* [PROBLEM DETAILS]: Everything from the line that contains "target | ear" through the last line of the listing must be copied exactly, with both of those lines included and no others.

---------- TASK DATA ----------

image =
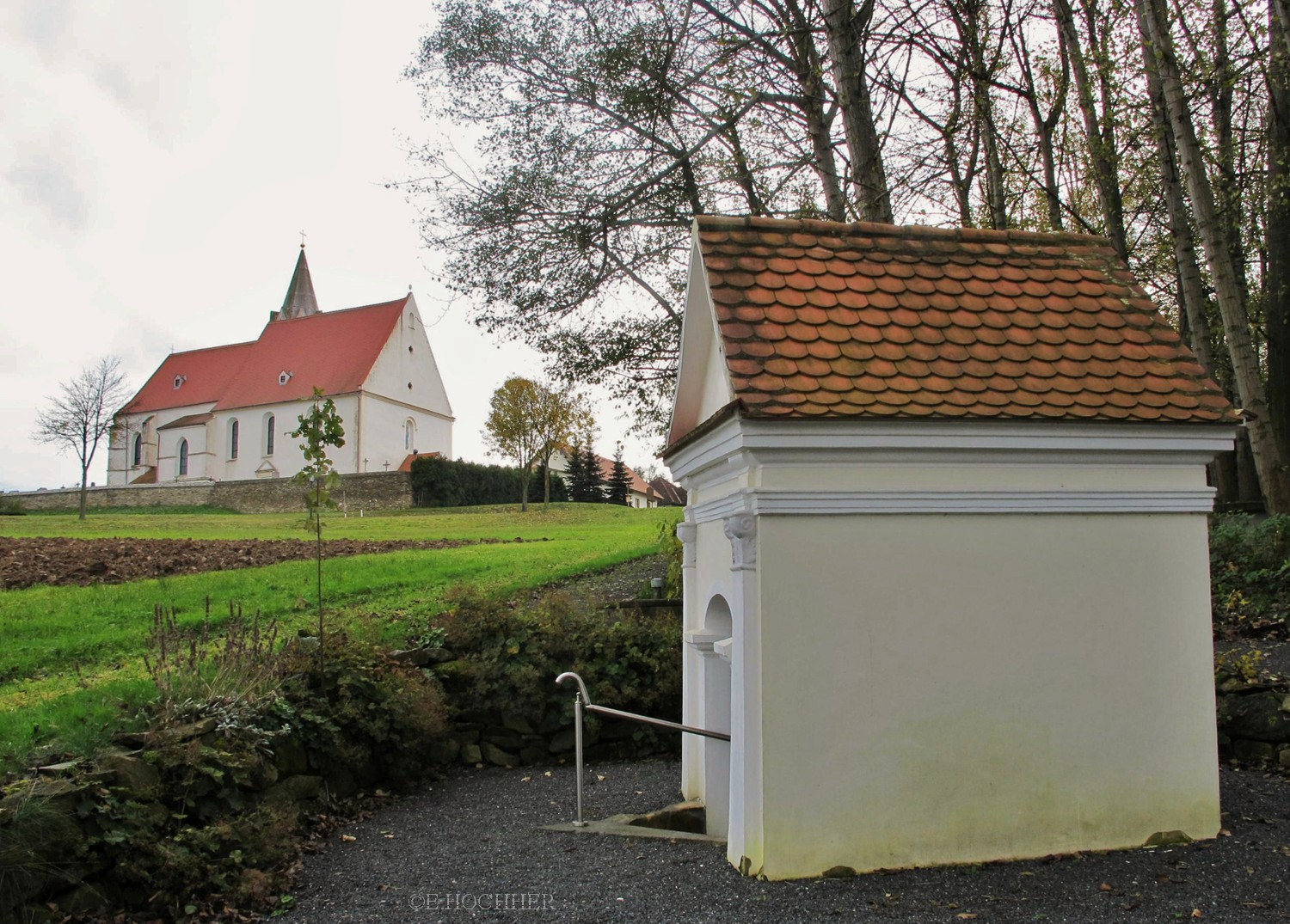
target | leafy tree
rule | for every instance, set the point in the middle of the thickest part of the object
(557, 418)
(619, 485)
(83, 413)
(547, 486)
(513, 428)
(319, 430)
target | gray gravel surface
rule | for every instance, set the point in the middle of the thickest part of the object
(446, 852)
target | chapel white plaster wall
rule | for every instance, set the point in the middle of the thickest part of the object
(949, 688)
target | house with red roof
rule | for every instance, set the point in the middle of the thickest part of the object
(226, 413)
(944, 548)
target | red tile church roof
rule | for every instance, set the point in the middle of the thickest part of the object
(823, 320)
(333, 351)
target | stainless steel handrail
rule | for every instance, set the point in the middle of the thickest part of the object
(582, 699)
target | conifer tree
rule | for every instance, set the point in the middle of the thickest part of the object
(575, 474)
(618, 488)
(595, 480)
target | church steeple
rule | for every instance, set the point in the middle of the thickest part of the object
(299, 296)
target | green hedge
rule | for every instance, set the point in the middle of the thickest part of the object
(444, 482)
(510, 656)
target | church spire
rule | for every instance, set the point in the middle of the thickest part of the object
(299, 296)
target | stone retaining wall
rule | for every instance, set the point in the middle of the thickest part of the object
(366, 491)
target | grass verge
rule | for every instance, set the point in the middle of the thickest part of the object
(71, 663)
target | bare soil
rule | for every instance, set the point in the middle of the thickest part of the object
(25, 562)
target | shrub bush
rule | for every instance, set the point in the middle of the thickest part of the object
(1249, 570)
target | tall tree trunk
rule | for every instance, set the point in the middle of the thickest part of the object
(818, 128)
(1158, 44)
(1277, 227)
(973, 33)
(848, 41)
(1045, 126)
(1099, 131)
(1195, 309)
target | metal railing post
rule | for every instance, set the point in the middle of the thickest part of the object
(577, 745)
(582, 701)
(580, 697)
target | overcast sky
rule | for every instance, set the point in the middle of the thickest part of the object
(157, 160)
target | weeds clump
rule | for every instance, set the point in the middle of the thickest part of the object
(198, 817)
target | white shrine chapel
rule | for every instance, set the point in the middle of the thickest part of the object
(946, 553)
(226, 413)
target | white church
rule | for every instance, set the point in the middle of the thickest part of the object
(227, 413)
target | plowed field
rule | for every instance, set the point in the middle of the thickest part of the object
(25, 562)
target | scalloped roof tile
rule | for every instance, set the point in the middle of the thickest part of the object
(823, 320)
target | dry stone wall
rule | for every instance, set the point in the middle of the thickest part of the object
(366, 491)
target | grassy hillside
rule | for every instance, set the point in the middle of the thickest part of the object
(71, 658)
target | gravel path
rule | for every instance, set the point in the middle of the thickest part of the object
(476, 835)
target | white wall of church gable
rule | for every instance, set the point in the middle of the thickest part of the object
(384, 438)
(253, 459)
(182, 453)
(154, 445)
(405, 371)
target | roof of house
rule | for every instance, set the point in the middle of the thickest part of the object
(667, 493)
(826, 320)
(333, 351)
(606, 470)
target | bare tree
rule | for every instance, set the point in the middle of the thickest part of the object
(82, 414)
(1213, 231)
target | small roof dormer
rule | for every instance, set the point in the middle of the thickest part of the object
(299, 301)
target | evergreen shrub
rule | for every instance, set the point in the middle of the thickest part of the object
(1249, 570)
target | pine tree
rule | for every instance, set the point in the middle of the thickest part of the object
(575, 474)
(619, 486)
(595, 493)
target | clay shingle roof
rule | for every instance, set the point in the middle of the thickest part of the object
(335, 351)
(823, 320)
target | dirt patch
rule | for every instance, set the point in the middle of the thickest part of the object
(25, 562)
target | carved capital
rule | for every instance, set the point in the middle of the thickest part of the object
(742, 531)
(688, 532)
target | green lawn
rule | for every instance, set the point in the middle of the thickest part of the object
(71, 658)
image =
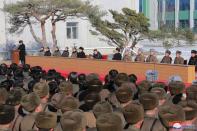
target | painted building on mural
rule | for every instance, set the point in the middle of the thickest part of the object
(72, 32)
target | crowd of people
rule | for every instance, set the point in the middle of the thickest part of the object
(140, 57)
(32, 99)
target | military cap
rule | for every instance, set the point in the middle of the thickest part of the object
(66, 87)
(101, 108)
(7, 114)
(133, 113)
(109, 122)
(190, 108)
(46, 120)
(176, 87)
(30, 102)
(170, 113)
(149, 101)
(124, 94)
(41, 89)
(160, 92)
(73, 121)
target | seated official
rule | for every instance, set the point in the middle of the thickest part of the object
(81, 53)
(47, 52)
(178, 59)
(167, 59)
(57, 52)
(65, 52)
(97, 54)
(117, 55)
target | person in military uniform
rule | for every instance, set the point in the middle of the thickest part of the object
(193, 58)
(167, 59)
(140, 56)
(152, 57)
(57, 52)
(178, 58)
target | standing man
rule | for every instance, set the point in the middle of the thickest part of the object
(152, 57)
(193, 58)
(22, 52)
(117, 55)
(167, 59)
(179, 60)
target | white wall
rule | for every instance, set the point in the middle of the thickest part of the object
(86, 39)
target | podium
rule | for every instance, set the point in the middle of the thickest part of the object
(15, 56)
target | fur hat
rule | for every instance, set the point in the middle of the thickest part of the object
(73, 121)
(109, 122)
(190, 108)
(3, 95)
(91, 99)
(7, 114)
(170, 113)
(133, 113)
(192, 93)
(149, 101)
(124, 94)
(66, 87)
(160, 92)
(30, 102)
(41, 89)
(121, 78)
(69, 103)
(101, 108)
(95, 85)
(46, 120)
(144, 86)
(15, 96)
(176, 87)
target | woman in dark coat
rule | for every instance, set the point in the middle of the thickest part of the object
(65, 52)
(22, 52)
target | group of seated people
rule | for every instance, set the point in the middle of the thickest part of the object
(32, 99)
(140, 57)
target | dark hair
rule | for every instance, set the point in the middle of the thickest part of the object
(72, 77)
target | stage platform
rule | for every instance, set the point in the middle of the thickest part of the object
(66, 65)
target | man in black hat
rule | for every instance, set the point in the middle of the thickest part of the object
(193, 58)
(81, 53)
(22, 52)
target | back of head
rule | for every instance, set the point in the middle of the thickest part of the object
(133, 113)
(190, 109)
(144, 86)
(7, 114)
(66, 87)
(121, 78)
(170, 113)
(149, 101)
(176, 87)
(124, 94)
(109, 122)
(46, 120)
(41, 89)
(3, 95)
(73, 121)
(30, 102)
(102, 108)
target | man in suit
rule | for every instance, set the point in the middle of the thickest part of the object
(22, 52)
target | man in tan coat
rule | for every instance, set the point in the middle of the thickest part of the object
(140, 56)
(179, 59)
(152, 57)
(167, 59)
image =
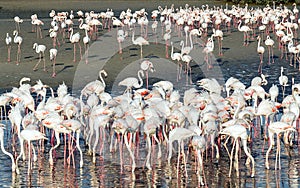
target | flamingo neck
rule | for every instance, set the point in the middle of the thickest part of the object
(101, 78)
(140, 78)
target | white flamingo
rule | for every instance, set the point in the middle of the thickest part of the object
(75, 38)
(8, 44)
(260, 51)
(283, 80)
(53, 54)
(40, 49)
(18, 40)
(86, 40)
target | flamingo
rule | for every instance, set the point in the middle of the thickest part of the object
(187, 59)
(40, 49)
(139, 41)
(176, 57)
(283, 80)
(13, 164)
(86, 40)
(75, 38)
(245, 29)
(276, 128)
(132, 82)
(8, 44)
(219, 34)
(29, 135)
(167, 37)
(208, 49)
(179, 134)
(53, 54)
(238, 131)
(270, 43)
(18, 20)
(146, 66)
(120, 38)
(260, 51)
(53, 35)
(38, 24)
(18, 40)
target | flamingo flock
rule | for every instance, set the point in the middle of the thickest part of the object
(196, 120)
(204, 119)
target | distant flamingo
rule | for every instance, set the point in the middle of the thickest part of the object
(146, 66)
(219, 34)
(53, 35)
(40, 49)
(8, 44)
(260, 51)
(139, 41)
(245, 29)
(53, 54)
(13, 164)
(270, 43)
(132, 82)
(167, 37)
(120, 38)
(18, 20)
(176, 57)
(208, 49)
(86, 40)
(283, 80)
(18, 40)
(75, 38)
(38, 24)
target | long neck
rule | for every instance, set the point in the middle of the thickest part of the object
(71, 35)
(86, 34)
(191, 41)
(101, 78)
(81, 22)
(140, 78)
(133, 38)
(16, 35)
(239, 26)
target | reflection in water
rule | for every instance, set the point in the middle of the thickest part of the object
(106, 172)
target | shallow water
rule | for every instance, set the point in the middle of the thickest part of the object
(107, 172)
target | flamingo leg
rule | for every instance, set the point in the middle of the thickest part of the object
(53, 67)
(8, 53)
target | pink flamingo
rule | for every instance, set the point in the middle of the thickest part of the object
(40, 49)
(86, 40)
(75, 38)
(208, 49)
(146, 66)
(260, 51)
(176, 57)
(18, 40)
(276, 128)
(245, 29)
(53, 54)
(8, 44)
(167, 37)
(219, 34)
(270, 43)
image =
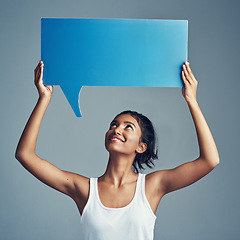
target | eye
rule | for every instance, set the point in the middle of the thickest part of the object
(129, 127)
(113, 125)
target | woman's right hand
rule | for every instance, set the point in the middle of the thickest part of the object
(44, 91)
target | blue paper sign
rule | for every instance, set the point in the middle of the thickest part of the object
(112, 52)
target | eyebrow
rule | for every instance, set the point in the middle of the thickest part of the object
(115, 121)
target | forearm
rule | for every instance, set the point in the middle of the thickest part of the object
(28, 140)
(207, 146)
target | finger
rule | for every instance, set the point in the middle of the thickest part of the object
(190, 71)
(188, 76)
(184, 78)
(186, 72)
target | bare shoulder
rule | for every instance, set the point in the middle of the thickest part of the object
(80, 185)
(154, 182)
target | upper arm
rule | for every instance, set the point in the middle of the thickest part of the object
(184, 175)
(63, 181)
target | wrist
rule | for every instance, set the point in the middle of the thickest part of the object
(44, 99)
(192, 102)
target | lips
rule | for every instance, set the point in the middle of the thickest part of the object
(116, 139)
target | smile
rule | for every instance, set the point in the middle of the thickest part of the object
(116, 139)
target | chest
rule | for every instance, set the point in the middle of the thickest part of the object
(113, 197)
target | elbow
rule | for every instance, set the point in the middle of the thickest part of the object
(20, 155)
(214, 162)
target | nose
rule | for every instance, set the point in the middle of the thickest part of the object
(117, 131)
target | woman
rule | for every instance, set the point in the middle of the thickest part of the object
(121, 204)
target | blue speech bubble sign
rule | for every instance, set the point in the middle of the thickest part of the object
(112, 52)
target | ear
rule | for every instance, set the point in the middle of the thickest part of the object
(141, 148)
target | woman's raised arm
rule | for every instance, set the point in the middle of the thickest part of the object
(25, 153)
(188, 173)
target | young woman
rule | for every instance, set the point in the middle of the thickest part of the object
(121, 204)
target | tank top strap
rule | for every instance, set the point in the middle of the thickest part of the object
(143, 194)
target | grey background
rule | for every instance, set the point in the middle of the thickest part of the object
(209, 209)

----------

* [OUTPUT BELOW]:
target | ear
rule | for every instance, set the point in the middle of the thickest part of the object
(141, 148)
target | woman's raised arm
rule | for every instance, set the point in the middle of the thickest part of the object
(25, 153)
(188, 173)
target | young woman
rule | for every instance, set the point in the middle of the thickest part of the object
(121, 204)
target | tank top strap
rule | for every instance, set the point in the middle of the thickest part of the object
(143, 194)
target | grey background
rule | for every instance, set the point in the middle of the thickest part of the object
(209, 209)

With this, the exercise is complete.